**Task set**
1. Copy word for word the section of the Frank Skinner remembrance that opens with the words containing "My grandfather died" and closes with "just turned 16.".
2. In the Frank Skinner remembrance, condense the paragraph beginning "When I was 16" into a shorter version that keeps its main facts.
3. Write a continuation of the Frank Skinner remembrance, starting after its final sentence.

My grandfather died 80 years ago today. I was born 21 years after his passing, so Frank Skinner lives on in my father Bob’s precious shared memories of the father he lost when he had just turned 16.
Dad recorded his memories of that terrible day in December 1942 in a poignant, brilliantly observed blogpost two years ago: “At sixteen I had just started work as the Penarth Times reporter and was in Penarth police court when called home. My father was seriously ill. I knew before I got there that he had died. It was from a heart attack. He was 52.”
Dad went on to reflect on the sense of shock and loss: “Like this year [the coronavirus Christmas, 2020], it was an unusual [wartime] Christmas with families separated, celebrations muted. I remember very little of those few days, and have no recollection of Dad’s funeral. I did go out one evening, to join our church’s young people’s group carol singing. Mum thought it would do me good to get out of the house for an hour. Looking back, the saddest part was that I had so little time to get to know Dad.”
When I was 16, I was fearful of history repeating itself and losing my own father at an early age. (Dad’s grandfather had also died young, so I had reason to be concerned.) Ten years ago I told Dad of these fears for the first time, during a wonderful, celebratory dinner to mark Mum’s successful cancer operation in January 2013. Now, as Dad faces Christmas in hospital, I reflect on his extraordinary life, and his memories of losing a much-loved father 80 years ago.

**Extracted data**

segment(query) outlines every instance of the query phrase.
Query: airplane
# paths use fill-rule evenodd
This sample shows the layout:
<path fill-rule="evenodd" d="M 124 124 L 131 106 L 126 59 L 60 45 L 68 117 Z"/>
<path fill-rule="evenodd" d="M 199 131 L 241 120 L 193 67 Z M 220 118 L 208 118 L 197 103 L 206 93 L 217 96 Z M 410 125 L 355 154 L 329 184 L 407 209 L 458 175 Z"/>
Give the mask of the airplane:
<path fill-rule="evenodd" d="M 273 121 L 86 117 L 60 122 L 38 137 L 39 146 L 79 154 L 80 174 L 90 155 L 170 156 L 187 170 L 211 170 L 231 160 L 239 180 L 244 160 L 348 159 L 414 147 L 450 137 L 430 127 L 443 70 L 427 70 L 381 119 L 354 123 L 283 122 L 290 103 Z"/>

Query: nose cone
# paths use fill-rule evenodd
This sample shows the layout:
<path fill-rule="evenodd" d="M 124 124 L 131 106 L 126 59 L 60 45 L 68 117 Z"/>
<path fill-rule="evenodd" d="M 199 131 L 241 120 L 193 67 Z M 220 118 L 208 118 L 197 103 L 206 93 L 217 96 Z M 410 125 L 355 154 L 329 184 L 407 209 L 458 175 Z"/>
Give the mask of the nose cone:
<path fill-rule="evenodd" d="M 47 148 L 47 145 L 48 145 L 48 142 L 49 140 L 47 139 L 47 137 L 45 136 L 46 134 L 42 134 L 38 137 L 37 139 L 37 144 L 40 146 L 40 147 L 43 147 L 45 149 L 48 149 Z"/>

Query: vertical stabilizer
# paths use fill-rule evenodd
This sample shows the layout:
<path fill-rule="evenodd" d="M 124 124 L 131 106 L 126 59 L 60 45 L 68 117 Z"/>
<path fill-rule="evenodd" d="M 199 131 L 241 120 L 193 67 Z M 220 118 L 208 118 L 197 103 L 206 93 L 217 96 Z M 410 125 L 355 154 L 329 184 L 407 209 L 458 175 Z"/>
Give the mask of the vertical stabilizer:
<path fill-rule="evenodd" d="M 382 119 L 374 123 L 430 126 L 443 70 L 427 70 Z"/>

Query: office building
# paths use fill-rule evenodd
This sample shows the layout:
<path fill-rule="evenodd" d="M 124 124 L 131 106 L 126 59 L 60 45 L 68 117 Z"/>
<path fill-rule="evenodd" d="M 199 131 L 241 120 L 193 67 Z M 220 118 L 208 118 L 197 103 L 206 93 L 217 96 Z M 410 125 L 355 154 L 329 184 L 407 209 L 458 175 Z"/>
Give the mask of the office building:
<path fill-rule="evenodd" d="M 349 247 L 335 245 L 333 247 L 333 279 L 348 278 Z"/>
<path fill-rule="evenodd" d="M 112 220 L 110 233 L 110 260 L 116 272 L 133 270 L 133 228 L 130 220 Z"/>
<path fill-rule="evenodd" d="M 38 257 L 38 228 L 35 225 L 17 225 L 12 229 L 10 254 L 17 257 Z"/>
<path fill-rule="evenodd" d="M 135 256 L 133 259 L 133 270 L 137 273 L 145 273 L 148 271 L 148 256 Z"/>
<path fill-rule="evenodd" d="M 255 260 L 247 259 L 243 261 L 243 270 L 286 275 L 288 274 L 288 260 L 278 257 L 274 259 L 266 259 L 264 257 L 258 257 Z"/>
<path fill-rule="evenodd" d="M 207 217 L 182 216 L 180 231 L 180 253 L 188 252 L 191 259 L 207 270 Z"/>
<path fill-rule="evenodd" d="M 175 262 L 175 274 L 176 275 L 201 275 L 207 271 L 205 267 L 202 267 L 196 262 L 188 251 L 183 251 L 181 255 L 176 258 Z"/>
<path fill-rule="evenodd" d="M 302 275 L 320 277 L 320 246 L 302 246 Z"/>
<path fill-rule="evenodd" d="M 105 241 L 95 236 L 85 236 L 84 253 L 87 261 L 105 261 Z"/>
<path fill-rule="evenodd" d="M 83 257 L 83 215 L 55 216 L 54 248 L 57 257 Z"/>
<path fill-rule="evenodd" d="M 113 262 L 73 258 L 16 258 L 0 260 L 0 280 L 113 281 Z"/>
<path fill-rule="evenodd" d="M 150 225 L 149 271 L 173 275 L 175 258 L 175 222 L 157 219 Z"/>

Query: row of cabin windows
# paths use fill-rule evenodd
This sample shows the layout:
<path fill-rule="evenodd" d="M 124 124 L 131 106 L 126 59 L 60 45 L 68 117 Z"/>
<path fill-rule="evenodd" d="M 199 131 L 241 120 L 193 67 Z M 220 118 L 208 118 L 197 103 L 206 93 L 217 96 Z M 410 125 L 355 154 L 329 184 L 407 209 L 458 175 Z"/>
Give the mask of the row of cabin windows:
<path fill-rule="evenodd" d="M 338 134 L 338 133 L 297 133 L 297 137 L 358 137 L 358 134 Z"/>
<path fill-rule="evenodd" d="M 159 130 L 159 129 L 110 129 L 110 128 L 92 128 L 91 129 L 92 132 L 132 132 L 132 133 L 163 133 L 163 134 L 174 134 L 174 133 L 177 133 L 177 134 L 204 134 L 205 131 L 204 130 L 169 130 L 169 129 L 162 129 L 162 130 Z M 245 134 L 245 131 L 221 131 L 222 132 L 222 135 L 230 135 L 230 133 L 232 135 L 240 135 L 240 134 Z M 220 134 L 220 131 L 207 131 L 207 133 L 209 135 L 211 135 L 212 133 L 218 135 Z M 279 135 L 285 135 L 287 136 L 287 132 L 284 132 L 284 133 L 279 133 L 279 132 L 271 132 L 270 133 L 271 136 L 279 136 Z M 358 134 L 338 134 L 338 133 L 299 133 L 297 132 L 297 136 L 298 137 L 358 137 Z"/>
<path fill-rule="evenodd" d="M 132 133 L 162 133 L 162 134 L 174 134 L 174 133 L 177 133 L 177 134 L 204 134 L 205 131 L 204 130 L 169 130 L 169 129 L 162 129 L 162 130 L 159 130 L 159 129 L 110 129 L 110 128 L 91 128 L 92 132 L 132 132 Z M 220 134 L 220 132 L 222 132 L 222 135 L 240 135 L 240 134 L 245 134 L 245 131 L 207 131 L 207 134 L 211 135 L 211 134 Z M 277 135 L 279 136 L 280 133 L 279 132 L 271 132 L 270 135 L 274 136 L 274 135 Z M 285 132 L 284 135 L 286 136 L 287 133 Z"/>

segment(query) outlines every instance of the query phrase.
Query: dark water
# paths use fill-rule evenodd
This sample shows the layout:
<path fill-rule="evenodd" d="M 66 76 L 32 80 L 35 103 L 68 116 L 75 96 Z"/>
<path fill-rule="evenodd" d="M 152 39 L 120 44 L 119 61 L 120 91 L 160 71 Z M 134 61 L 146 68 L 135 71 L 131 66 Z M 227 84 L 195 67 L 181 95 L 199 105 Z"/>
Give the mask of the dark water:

**Answers to the tasks**
1.
My grandfather died 80 years ago today. I was born 21 years after his passing, so Frank Skinner lives on in my father Bob’s precious shared memories of the father he lost when he had just turned 16.

2. At 16, the author feared losing their own father young, since Dad's grandfather had also died young. The author first told Dad of this fear ten years ago, at a dinner celebrating Mum's successful cancer operation in January 2013. Now, with Dad facing Christmas in hospital, the author reflects on his extraordinary life and his memories of losing his father 80 years ago.

3.
I’m also thinking about the lovely grandfather I never knew. Here he is above in his Great War army uniform. Frank survived the catastrophe of the Dardanelles campaign in 1915, and before the second world war forbade Dad from joining the school cadet corps because of his horror of war – a similar emotion that inspired Neville Chamberlain’s appeasement of Nazi Germany.
Dad told me that his father featured in the national press after Italy invaded Abyssinia in 1935. Frank featured in photos of two barges named Italy and Abyssinia. He was on Abyssinia and was throwing stones at the boat named Italy. It would be fun to track down the images in the newspaper archives for 1935.
Frank died almost exactly half way through the second world war, not knowing what tragedies his family might endure as Bob and his elder brother Bert entered adulthood. Happily, all lived to celebrate VE Day and VJ Day in 1945. As my father has noted, they never lived together as a family again, but remained close, a precious closeness that we all share to this day.